==== Exercise inputs

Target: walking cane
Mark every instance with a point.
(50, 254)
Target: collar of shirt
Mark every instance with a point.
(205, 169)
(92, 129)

========

» What this task involves
Return the data exactly. Include every record.

» Your solution
Target: walking cane
Mark every instance with a point.
(50, 254)
Target: collar of shirt
Mark every instance with a point.
(205, 169)
(92, 129)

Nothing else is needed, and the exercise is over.